**PASSAGE PROVIDED**
________________________

Uzone.id – We are now entering the era of Society 5.0, a concept that emphasizes creating a society enriched by human values and enhanced by the Internet of Things (IoT). This new phase aims to promote prosperity while ensuring that technology serves humanity.
However, as we embrace these technological advancements, some threats and concerns arise alongside the benefits. For instance, artificial intelligence (AI) has become a prominent technology, making significant strides across various fields, including law.
So, how are technological developments like AI, big data, and IoT impacting the legal landscape? And how is the law evolving to keep pace with these rapid changes?
Let’s explore these important questions as we navigate the intersection of technology and law.
This paradigm was developed to respond to increasing social and economic inequality, depletion of natural resources, terrorism, pandemic life with uncertainty, and complexity at almost all levels of life. Good cooperation from various stakeholders, policymakers, and digitalization technology is needed to realize Society 5.0.
New values found in Society 5.0, including artificial intelligence analysis data, which includes thousands of pieces of information about humans, are also changing several aspects, such as health, the economy, and law enforcement.

________________________

**EXTRACTED DATA**
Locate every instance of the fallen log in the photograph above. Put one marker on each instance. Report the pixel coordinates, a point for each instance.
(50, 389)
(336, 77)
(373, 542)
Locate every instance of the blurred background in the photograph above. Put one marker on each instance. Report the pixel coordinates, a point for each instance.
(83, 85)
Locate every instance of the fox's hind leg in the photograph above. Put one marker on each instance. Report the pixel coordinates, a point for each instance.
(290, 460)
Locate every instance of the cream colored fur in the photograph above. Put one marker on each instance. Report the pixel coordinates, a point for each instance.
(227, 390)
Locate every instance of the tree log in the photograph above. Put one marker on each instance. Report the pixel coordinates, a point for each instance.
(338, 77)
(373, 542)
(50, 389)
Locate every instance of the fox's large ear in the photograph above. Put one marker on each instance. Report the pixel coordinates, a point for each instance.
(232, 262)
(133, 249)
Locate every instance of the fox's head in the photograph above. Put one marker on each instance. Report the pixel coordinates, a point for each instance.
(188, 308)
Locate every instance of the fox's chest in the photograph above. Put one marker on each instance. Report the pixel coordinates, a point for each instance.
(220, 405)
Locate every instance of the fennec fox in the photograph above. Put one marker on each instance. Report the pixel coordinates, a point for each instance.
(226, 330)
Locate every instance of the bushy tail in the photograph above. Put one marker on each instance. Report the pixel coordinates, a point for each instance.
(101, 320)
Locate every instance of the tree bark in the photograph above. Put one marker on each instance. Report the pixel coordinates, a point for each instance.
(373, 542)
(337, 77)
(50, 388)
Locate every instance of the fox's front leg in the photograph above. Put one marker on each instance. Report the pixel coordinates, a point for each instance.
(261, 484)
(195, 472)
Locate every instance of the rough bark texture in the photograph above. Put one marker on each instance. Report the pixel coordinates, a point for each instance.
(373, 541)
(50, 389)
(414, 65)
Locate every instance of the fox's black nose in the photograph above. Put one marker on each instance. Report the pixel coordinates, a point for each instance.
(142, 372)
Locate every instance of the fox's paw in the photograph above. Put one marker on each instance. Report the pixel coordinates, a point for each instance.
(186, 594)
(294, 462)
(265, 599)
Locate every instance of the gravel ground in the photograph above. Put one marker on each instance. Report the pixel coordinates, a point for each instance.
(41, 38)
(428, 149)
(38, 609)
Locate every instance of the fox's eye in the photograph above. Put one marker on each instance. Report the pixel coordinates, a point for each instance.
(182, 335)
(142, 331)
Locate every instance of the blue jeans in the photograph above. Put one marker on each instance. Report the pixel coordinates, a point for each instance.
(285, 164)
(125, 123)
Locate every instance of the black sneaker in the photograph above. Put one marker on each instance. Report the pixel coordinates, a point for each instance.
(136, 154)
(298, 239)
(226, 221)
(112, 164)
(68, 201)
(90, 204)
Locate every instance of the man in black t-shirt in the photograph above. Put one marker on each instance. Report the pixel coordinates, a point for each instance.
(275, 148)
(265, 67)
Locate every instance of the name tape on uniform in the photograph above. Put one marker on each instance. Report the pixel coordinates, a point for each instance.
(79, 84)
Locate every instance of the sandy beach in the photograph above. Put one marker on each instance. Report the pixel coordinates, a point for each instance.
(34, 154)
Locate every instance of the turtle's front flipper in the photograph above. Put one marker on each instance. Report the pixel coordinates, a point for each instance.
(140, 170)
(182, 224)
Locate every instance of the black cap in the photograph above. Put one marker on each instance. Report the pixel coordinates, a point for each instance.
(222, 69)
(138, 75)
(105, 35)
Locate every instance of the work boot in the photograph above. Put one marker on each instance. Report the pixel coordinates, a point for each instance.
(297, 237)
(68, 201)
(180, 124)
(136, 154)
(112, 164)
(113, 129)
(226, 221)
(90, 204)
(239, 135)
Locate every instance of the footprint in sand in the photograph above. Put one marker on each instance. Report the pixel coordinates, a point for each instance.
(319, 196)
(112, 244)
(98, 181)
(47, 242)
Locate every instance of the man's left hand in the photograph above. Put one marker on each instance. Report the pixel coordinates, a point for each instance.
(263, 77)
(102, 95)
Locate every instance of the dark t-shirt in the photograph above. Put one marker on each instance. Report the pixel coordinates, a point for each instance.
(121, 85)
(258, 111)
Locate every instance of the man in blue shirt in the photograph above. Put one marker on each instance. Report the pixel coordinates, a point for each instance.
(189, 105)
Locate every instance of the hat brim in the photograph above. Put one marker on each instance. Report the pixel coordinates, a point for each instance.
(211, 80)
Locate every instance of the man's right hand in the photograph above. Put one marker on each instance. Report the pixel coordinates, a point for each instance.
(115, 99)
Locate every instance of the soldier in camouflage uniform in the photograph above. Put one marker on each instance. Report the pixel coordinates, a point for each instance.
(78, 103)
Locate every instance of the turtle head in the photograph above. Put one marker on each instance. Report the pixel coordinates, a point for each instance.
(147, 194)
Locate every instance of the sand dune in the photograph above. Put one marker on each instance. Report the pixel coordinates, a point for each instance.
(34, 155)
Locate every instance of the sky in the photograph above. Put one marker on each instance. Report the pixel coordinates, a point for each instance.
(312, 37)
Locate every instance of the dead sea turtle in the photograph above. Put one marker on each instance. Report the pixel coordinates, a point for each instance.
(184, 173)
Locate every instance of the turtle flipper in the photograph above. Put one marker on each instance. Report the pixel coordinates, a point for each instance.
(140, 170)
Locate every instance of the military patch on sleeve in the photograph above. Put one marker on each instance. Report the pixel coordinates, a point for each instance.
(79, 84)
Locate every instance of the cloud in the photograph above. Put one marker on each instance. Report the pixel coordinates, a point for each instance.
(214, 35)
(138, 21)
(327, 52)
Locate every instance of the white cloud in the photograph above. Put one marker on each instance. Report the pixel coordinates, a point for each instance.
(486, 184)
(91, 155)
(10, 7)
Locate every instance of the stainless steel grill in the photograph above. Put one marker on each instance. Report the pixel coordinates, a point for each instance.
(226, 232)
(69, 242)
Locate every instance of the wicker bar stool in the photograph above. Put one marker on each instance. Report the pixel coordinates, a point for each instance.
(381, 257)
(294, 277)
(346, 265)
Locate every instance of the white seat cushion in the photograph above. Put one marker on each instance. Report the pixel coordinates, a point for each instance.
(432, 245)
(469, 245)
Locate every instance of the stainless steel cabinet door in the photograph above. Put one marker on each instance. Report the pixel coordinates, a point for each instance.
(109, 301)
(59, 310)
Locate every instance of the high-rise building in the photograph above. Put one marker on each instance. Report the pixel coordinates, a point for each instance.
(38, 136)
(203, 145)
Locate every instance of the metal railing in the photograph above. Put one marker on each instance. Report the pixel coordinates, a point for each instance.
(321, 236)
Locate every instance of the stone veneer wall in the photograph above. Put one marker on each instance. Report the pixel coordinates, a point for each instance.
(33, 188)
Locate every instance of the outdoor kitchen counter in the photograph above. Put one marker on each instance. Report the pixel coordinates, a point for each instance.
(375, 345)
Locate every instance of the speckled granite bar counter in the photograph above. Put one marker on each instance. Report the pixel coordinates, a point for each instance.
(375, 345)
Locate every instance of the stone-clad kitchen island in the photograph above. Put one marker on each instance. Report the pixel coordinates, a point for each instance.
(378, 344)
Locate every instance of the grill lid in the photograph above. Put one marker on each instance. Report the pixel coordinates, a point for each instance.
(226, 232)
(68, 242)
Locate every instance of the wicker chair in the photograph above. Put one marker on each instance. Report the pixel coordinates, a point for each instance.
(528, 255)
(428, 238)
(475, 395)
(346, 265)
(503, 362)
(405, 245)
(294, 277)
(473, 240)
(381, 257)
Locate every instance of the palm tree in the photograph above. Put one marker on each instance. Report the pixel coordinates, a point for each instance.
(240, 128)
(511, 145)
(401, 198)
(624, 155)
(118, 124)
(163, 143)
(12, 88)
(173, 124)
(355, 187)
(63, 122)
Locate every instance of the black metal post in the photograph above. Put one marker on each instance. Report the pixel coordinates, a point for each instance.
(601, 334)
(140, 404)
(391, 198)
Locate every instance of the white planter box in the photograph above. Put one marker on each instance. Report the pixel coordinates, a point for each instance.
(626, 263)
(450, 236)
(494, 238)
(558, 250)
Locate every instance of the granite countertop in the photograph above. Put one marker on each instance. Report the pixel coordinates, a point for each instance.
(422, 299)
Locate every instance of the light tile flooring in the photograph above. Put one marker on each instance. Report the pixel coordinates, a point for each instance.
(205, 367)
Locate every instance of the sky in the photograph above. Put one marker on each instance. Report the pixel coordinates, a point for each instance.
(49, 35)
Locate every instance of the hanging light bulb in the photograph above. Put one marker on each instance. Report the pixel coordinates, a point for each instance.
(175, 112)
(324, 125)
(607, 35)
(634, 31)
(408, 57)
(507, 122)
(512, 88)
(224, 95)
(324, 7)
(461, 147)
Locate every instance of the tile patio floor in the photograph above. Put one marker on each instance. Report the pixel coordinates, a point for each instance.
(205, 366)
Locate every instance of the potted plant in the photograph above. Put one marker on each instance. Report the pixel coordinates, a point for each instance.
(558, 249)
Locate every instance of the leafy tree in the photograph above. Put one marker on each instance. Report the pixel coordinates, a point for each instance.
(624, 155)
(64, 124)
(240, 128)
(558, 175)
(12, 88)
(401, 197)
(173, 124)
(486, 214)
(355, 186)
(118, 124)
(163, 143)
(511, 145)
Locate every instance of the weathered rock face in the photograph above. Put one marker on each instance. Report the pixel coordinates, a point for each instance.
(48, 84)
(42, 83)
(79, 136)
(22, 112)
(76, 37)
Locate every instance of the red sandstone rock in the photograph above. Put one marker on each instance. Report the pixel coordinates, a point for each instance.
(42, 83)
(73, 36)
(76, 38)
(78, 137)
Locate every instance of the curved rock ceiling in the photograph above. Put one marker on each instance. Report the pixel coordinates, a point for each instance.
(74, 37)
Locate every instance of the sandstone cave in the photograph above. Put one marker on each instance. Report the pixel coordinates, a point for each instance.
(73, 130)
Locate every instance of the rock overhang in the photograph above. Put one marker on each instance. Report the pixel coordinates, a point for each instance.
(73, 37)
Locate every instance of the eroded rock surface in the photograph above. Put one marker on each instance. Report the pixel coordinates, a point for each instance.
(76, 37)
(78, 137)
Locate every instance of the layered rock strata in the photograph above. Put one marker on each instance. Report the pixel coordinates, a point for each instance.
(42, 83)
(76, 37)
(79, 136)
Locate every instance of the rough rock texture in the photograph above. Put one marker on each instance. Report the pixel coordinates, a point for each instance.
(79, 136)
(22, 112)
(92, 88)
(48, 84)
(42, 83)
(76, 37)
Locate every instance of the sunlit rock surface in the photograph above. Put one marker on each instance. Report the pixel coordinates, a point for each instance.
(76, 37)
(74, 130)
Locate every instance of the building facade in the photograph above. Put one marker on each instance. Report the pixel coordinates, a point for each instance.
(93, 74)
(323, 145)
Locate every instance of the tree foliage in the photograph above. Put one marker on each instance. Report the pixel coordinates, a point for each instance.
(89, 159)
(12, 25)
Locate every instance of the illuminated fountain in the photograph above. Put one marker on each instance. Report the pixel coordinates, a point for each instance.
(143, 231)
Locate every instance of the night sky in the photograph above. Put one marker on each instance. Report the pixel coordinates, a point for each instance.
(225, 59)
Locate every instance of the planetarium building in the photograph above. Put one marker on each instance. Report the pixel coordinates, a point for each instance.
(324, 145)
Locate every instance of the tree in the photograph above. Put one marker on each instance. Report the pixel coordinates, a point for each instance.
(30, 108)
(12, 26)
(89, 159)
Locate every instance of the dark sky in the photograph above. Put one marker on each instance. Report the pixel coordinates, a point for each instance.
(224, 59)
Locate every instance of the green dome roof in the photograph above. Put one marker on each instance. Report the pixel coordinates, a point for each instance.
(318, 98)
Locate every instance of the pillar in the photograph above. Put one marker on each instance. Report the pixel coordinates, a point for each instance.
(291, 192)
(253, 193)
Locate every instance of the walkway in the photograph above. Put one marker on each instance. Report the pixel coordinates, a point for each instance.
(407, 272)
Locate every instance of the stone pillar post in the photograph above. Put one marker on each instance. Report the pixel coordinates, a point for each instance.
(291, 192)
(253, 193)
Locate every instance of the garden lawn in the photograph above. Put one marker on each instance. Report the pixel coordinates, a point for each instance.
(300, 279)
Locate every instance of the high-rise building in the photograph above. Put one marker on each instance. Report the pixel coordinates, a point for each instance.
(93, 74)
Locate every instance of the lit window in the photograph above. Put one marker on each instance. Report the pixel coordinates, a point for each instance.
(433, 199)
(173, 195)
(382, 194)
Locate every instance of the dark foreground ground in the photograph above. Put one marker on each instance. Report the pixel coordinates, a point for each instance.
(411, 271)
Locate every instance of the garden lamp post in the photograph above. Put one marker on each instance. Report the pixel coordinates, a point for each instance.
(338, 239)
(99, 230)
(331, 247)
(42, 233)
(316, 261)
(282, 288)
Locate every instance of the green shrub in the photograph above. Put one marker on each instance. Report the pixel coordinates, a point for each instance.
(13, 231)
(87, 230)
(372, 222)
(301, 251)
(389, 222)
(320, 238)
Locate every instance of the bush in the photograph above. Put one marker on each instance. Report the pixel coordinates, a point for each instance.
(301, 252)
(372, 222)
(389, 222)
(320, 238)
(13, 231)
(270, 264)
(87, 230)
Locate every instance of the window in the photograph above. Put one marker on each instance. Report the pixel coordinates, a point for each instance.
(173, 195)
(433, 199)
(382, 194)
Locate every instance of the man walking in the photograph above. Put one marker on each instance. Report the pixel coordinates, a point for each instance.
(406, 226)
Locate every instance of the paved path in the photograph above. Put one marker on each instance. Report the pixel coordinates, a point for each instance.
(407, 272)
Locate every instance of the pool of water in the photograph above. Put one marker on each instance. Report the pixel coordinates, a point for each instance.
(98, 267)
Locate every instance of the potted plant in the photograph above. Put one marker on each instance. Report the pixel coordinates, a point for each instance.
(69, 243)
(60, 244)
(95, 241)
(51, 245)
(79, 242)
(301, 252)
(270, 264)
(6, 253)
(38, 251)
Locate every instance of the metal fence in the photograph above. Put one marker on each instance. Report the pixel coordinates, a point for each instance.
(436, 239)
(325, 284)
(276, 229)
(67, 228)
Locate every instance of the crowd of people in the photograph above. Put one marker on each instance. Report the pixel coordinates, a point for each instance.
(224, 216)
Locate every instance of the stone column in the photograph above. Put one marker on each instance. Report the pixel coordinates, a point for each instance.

________________________

**WHAT YOU WILL DO**
1. Answer these from the Society 5.0 passage:
(a) What two things does the concept of Society 5.0 emphasize for the society it aims to create?
(b) In which field does the passage single out artificial intelligence as making significant strides?
(c) According to the passage, what is needed to realize Society 5.0?
2. Carry on the Society 5.0 passage from its last sentence.
The items are separate from the Society 5.0 passage.

**ANSWERS BY TASK**
1.
(a) A society enriched by human values and enhanced by the Internet of Things (IoT).
(b) Law.
(c) Good cooperation from various stakeholders, policymakers, and digitalization technology.

2.
Dr. Suhartoyo, S.H., M.H., Judge of the Constitutional Court of the Republic of Indonesia, said that law enforcement is human-centered. Meanwhile, the difference in the society 5.0 era is that there is IoT support in the legal enforcement process.
He believes that law enforcement that is more human-centric oriented aims to give high respect to the laws that live in society (living law), and is not limited to statutory norms alone. This is in line with Lawrence Friedman’s view of three subsystems that must be fulfilled in the law enforcement process, namely: legal substance, legal structure, and legal culture.
He suggested that law enforcement in the era of society 5.0 needs to look at the use of fair law as a basis for decision-making, the independence, impartiality, and freedom of law enforcement agencies in deciding cases, the professionalism of law enforcement officers, and involving public participation.
Society 5.0 places humans at the center of activities that balance economic benefits with societal solutions. This can be achieved through the use of high integration, both cyberspace and physical space. Technological developments will later become a solution to solve problems that exist in society.
“In the future, internet use will be even more massive, in the era of society 5.0. Because everything that is usually done by humans will later be done by the system. “The system will be smarter because humans have limited memory, while the system can accommodate a lot of data, and with that data, it will later carry out activities, which activities were previously carried out by humans,” he said.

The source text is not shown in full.